| DOCUMENT TEXT |
Fair enough I don't disagree with you. In fact a thick layer of caulk first helps with smoothing the cut line on textured walls on trim. 

But, of course we have to know the circumstances. They asked me to paint the 3rd floor, most of the second floor. While sitting in the kitchen on the main floor she asked if I could just 'clean up' the trim, but they don't want to repaint the main floor. The fact that I found wall paint in the storage room was 'lucky'.


----------



## Repaint Florida (May 31, 2012)

Wow ... we all have been there when hiring a new "painter"

For me i would have paid him the Florida Rate ... a bus ticket home, a comic book to read on the way home & a bologna sandwich for working so hard

and maybe a application for a burger king job


----------



## Insideoutpainting (Apr 11, 2013)

You need a real painter to elp u and your still paying 45 a hour let me know...haha I can use some extra can on side


----------



## PatsPainting (Mar 4, 2010)

Paint and Hammer said:


> Fair enough I don't disagree with you. In fact a thick layer of caulk first helps with smoothing the cut line on textured walls on trim.
> 
> But, of course we have to know the circumstances. They asked me to paint the 3rd floor, most of the second floor. While sitting in the kitchen on the main floor she asked if I could just 'clean up' the trim, but they don't want to repaint the main floor. The fact that I found wall paint in the storage room was 'lucky'.


Yea it's easy to sit back and think what we would do. But like you said we would need to know the circumstances. It would be interesting to see what it looked like prior. 

Pat


----------



## Paint and Hammer (Feb 26, 2008)

PatsPainting said:


> Yea it's easy to sit back and think what we would do. But like you said we would need to know the circumstances. It would be interesting to see what it looked like prior.
> 
> Pat


It wasn't bad, they just wanted some nicks out of the white to be cleaned up. This whole thing with the wall was completely unnecessary. 

Funny, how you post something for the hell of it and end up talking tooo long about it. :jester:


----------



## PatsPainting (Mar 4, 2010)

Paint and Hammer said:


> Funny, how you post something for the hell of it and end up talking tooo long about it. :jester:


Lol - yep


----------



## thinkpainting/nick (Dec 25, 2012)

CApainter said:


> Multiply that by tens of thousands of painting contractors around the country and it's no wonder why there are no standards in residential painting.
> 
> To me, operating a primarily residential painting company is really just self employment rather then actually owning a business. And that's not to say a self employed painter isn't having a good time while earning a decent living, but I think it's far from being a professional business man.


Not many make a decent living here cause they have no clue how to run a business or estimate . It's 2013 and 90% of painters here still work for 25-35 dollars an hour. Guess what that's what they were working for 20 years ago. There was standards when I started why they had apprentice and mechanics . I do agree it is far from being a professional business the only upside for the, is lots of HO have no clue what a professional paint job looks like or want to pay for it.


----------



## scottjr (Jan 14, 2012)

| GIVEN INFORMATION |

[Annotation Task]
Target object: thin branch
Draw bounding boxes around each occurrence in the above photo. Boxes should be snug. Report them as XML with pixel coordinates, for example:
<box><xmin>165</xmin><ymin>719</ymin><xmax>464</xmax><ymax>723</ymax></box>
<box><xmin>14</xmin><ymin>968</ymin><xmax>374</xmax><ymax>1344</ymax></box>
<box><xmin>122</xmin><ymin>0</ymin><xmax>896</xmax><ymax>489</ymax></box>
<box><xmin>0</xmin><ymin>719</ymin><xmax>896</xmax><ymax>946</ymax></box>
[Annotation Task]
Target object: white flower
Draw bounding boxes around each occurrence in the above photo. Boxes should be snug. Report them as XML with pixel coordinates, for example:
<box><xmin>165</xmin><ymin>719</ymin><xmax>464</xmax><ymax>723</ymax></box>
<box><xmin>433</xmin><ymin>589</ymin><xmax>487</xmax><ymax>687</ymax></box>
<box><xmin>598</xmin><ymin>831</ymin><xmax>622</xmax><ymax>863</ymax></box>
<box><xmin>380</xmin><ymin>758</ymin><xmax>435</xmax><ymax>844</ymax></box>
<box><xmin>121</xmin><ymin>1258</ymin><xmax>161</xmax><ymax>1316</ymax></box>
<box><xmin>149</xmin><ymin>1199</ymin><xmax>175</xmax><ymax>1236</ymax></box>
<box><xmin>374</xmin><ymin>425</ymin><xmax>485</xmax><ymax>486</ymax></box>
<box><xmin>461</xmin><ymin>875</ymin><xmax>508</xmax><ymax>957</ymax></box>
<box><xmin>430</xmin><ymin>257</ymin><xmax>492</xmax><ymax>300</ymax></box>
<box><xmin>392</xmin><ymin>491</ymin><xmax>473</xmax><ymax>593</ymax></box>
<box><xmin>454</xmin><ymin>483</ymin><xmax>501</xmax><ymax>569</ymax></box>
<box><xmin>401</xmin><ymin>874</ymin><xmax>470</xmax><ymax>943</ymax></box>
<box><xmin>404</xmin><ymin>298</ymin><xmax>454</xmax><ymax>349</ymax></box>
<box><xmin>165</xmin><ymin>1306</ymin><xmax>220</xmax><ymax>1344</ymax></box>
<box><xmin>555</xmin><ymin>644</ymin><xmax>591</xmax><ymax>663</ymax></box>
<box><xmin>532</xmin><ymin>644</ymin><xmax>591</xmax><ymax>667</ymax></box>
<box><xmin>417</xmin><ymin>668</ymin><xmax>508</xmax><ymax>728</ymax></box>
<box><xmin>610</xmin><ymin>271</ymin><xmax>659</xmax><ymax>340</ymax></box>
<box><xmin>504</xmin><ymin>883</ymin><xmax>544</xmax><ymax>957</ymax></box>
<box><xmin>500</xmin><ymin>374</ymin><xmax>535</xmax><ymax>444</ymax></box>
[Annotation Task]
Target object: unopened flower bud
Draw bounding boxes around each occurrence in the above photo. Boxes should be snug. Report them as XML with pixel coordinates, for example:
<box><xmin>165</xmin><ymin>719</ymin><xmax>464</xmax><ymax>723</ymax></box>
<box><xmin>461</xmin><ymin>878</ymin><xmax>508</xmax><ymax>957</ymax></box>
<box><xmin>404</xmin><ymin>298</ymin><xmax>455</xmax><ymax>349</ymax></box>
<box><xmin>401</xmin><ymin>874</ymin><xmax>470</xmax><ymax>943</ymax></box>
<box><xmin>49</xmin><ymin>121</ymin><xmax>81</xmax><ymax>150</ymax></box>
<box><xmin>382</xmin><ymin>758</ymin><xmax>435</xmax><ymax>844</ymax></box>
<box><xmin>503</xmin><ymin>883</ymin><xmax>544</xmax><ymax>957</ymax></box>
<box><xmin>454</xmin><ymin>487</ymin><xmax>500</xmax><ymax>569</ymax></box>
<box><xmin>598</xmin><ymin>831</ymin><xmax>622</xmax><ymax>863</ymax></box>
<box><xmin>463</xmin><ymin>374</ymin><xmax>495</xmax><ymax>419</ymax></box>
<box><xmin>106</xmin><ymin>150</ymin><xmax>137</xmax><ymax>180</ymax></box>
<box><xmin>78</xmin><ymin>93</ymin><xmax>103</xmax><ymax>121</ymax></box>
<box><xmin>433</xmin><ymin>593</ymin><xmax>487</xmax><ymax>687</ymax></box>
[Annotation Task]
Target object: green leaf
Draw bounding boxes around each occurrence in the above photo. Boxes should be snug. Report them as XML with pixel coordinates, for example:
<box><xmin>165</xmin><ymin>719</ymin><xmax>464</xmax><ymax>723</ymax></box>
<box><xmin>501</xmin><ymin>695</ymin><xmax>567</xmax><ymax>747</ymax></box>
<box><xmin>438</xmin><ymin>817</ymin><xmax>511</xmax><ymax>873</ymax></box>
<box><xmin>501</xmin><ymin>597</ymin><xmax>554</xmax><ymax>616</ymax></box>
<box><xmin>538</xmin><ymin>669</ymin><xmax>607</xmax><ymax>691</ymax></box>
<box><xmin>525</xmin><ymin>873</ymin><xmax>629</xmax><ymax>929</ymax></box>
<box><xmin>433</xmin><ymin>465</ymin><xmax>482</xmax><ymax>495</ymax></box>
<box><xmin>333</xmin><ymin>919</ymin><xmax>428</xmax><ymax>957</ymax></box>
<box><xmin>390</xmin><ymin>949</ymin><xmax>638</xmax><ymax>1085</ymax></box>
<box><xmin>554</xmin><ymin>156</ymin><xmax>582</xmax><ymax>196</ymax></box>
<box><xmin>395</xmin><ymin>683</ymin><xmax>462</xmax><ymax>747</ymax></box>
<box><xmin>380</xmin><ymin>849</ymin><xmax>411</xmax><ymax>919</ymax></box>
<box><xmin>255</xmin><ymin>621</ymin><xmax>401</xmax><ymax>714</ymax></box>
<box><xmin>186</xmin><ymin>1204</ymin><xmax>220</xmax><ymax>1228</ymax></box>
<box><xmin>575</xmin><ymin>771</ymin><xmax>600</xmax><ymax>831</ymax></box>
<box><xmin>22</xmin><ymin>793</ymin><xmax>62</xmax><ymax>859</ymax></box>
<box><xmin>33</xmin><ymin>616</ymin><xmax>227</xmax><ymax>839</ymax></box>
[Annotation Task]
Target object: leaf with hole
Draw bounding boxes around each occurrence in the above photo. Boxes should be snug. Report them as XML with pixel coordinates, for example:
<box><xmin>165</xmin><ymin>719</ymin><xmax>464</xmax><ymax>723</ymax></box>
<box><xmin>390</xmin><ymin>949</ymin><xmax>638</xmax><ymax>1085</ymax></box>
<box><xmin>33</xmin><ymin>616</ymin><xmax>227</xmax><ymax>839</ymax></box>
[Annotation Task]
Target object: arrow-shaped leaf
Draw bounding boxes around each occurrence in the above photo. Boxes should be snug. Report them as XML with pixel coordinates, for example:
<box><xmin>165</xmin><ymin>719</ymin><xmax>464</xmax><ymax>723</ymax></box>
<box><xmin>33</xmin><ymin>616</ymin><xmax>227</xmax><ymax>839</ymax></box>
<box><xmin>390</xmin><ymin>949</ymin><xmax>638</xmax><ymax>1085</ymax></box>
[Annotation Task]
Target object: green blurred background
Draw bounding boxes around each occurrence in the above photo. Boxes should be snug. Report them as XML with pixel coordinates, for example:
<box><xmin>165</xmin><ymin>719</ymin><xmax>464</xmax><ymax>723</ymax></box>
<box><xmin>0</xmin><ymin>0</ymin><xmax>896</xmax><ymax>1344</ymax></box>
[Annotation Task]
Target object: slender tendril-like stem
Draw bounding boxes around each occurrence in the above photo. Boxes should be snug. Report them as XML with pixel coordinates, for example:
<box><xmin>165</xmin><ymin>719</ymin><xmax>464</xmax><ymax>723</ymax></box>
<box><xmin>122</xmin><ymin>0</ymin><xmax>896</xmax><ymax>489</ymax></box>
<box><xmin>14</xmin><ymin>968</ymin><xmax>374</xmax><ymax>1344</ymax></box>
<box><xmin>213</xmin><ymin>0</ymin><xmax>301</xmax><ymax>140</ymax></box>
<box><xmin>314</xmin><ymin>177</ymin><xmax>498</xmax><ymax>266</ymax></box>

| PROBLEMS TO WORK ON |
(1) In the painting forum thread, what hourly pay do 90% of painters still work for?
(2) Transcribe the part of the painting forum thread that opens with the words containing "Not many make" and closes with "(Jan 14, 2012)".
The entries have no connection to the painting forum thread.

| RESPONSES IN ORDER |
(1) 25-35 dollars an hour.

(2)
Not many make a decent living here cause they have no clue how to run a business or estimate . It's 2013 and 90% of painters here still work for 25-35 dollars an hour. Guess what that's what they were working for 20 years ago. There was standards when I started why they had apprentice and mechanics . I do agree it is far from being a professional business the only upside for the, is lots of HO have no clue what a professional paint job looks like or want to pay for it.


----------



## scottjr (Jan 14, 2012)